Images are to be left out; everything else in the listing should be repeated exactly.

= = = = = = =

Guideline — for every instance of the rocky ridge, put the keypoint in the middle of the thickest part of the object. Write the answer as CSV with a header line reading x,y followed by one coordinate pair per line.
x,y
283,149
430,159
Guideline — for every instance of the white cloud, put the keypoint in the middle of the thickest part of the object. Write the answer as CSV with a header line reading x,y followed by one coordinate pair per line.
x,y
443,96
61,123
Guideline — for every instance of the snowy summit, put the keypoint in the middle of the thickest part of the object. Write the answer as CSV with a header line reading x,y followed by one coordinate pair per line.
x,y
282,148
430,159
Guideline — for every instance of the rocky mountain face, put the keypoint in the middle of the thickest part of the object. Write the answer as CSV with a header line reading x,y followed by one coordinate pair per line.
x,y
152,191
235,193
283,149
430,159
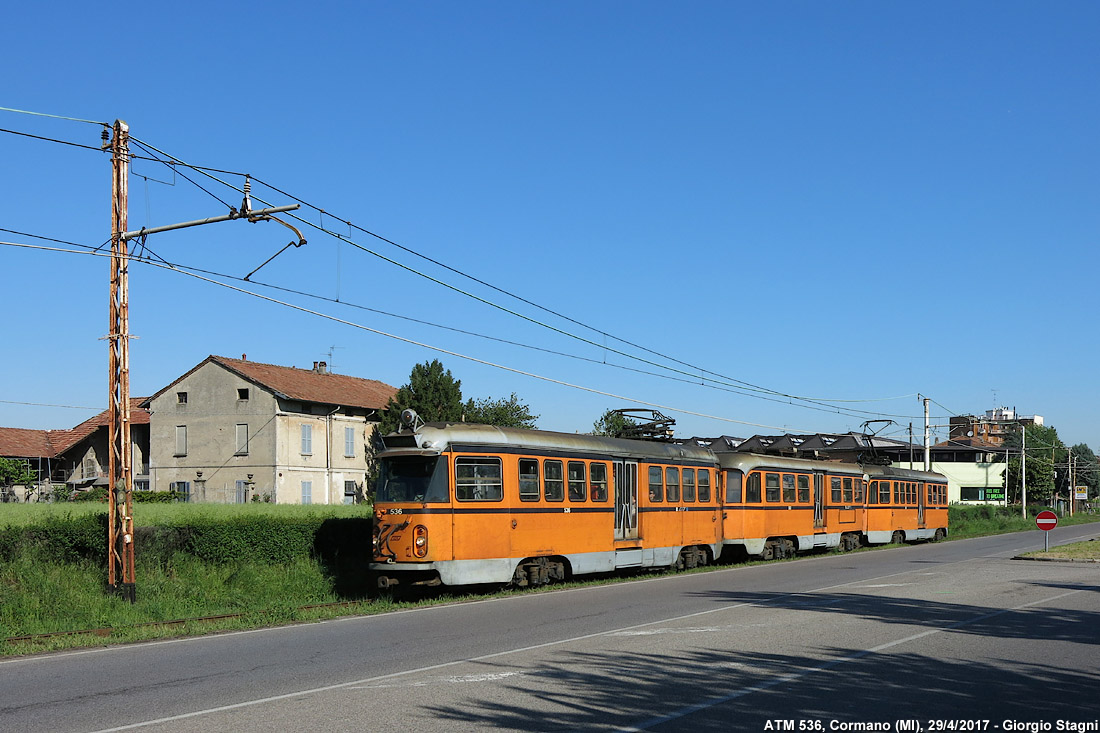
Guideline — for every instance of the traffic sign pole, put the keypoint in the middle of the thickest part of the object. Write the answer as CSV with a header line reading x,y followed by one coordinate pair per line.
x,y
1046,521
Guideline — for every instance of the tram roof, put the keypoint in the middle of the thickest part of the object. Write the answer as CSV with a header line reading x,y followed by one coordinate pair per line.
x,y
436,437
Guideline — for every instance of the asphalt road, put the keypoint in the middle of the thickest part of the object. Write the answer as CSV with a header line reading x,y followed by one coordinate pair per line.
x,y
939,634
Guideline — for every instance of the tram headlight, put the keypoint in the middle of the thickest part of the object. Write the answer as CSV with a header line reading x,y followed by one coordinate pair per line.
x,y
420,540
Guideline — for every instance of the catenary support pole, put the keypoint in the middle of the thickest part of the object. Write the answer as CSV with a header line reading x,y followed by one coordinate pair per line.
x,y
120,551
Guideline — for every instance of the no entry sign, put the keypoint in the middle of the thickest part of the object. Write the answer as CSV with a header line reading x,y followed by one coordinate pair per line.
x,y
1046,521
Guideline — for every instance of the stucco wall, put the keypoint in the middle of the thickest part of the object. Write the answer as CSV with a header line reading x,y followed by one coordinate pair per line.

= = = = = = =

**Task answer**
Guideline — for every instance of the rocky ridge, put the keypoint in the middle of the thickest part of the object. Write the answer as CSV with a header line reading x,y followed by one coordinate pair per line.
x,y
283,149
430,159
Guideline — for every instance of the white cloud, put the keypoint in the middle of the thickest part of the object. Write the answer as CSV with a header line reading x,y followed by one coordinate pair per line.
x,y
443,96
61,123
Guideline — for every instance of the snowy summit, put the keypoint in the middle of the thickest part of the object. Write the answer as CSV with a header line reading x,y followed by one coordinate pair per line.
x,y
282,148
430,159
Guideline — for every instance of the rocky mountain face, put the keypoint in the middle of the thickest part of the object. Write the answer as CSV with a header line reading x,y followed by one coordinate pair per line.
x,y
152,191
235,193
283,149
430,159
Guideline — for every instance of the traffic sign pole, put the keypoint in the middle of the thickest part of the object. Write the answer as CSV with a header line reading x,y followed by one coordinate pair per line.
x,y
1046,521
Guideline — for every instance of the tram roof, put the keypoint in the middle of the thickest part of the object. Write the answer as CSV with a header line reading x,y followed by one coordinate pair per line.
x,y
436,437
Guideline — for every instance of the asphalt road, put the keypoint in the middle of the thickest part of the object. Write the answer as CSV with a header line reading x,y followed by one coordinate pair per line.
x,y
939,634
Guideline — for every instance of the tram headlight, put the keypoint in the middle of the thickest part of the object. Write the answer as CSV with a header line reading x,y followed by one coordinate pair per line.
x,y
420,540
Guideline — for every instance of the catenary support pole, put the keypoint in the middle of the thickest part of the object. Write the answer as CSV with a header line reading x,y followed by one coordinate pair per line.
x,y
120,551
Guideline — for every instance of the no entry sign, put the keypoint in the middle of the thickest part of the object. Write the answer as CSV with a header line reading x,y followed by one coordinate pair per line.
x,y
1046,521
Guideline — for every instance of the stucco wall, put the keypoint in the middle of the thickest part of the object. Write the answer as CSV with a header line reading x,y followed by one coordinate pair per line.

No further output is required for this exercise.